◆ **Using the information**:
**a)** In the post on German humor, write out the passage starting with "Second, this instinct" and going on through "confusions of meanings.", switching "grammar" to "syntax".
**b)** In the post on German humor, which city did Stewart Lee travel to with Richard Thomas in December 2004?

◆ **Text under study**:
--- START ---

31 May, 2006

Lost in Translation

The Guardian asks the question: is it really true, as many Brits say, that Germans have no sense of humor? According to comedian Stewart Lee, it's all a matter of the language barrier:

In December 2004 I accompanied Richard Thomas, the composer of the popular stage hit Jerry Springer The Opera, to Hanover, where he had gained a commission to develop an opera about a night in a British stand-up comedy club. We wrote the words in English and Richard then collaborated on a translation with a talented German comedy writer called Hermann Bräuer. There were two initial problems with this comedically, one cultural and one linguistic. First, the idea of stand-up is somewhat alien to the Germans. They have a cabaret tradition of sophisticated satire, cross-dressing and mildly amusing songs, and there are also recognisable mainstream, low-brow comedy tropes in the form of vulgar popular entertainers. But the idea of the conversational, casual, middle-ground of English speaking stand-up comedy is unknown to the Germans. Indeed, initial attempts by the Hannover Schauspielhaus set designers to render a typical British comedy club floundered as they attempted to formalise the idea of a stand-up venue, and it was a struggle to explain that we needed to reduce the room to a bare black box rather than attempt to give it a cabaret stage vibe.

Second, this instinct to formalise a genre of comedy we accept as inherently informal is not indivisible from the limitations the German language imposes on conventional British comedy structures. The flexibility of the English language allows us to imagine that we are an inherently witty nation, when in fact we just have a vocabulary and a grammar that allow for endlessly amusing confusions of meanings.

The Primer for Real Germans also takes on the charge of humourlessness:

There is a rumor that Germans have no sense of humor. This is absolutely false. They do have a sense of humor, in fact there is even a non-translatable word for their sense of humor, "Schadensfreude". There are two words stuck in this word. The first one is "Schadens" which means "misfortune", "damage", "injury". The other word is "Freude" which means "joy", "happiness". In other words, it literally means "joy for another's misfortune", which is why Mr. Bean is more popular in Germany than in Britain. Germans do not feel any sympathy for Mr. Bean. They are not laughing with him; they are laughing at him.

--- END ---

◆ **The data**:
--- START ---

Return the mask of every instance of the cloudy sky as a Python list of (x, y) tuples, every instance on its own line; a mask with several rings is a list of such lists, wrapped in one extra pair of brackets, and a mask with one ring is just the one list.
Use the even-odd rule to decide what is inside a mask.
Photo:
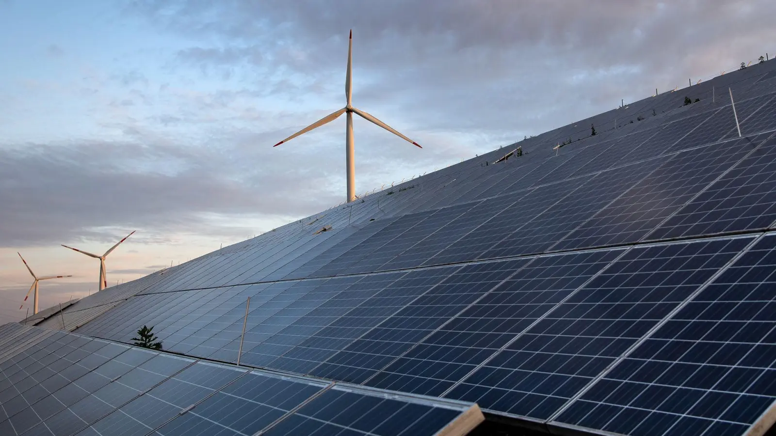
[(772, 0), (0, 0), (0, 322), (776, 52)]

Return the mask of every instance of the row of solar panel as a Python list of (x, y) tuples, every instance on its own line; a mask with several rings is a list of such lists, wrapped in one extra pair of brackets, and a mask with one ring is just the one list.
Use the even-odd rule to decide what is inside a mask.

--- END ---

◆ **Per-task outputs**:
**a)**
Second, this instinct to formalise a genre of comedy we accept as inherently informal is not indivisible from the limitations the German language imposes on conventional British comedy structures. The flexibility of the English language allows us to imagine that we are an inherently witty nation, when in fact we just have a vocabulary and a syntax that allow for endlessly amusing confusions of meanings.

**b)** Hanover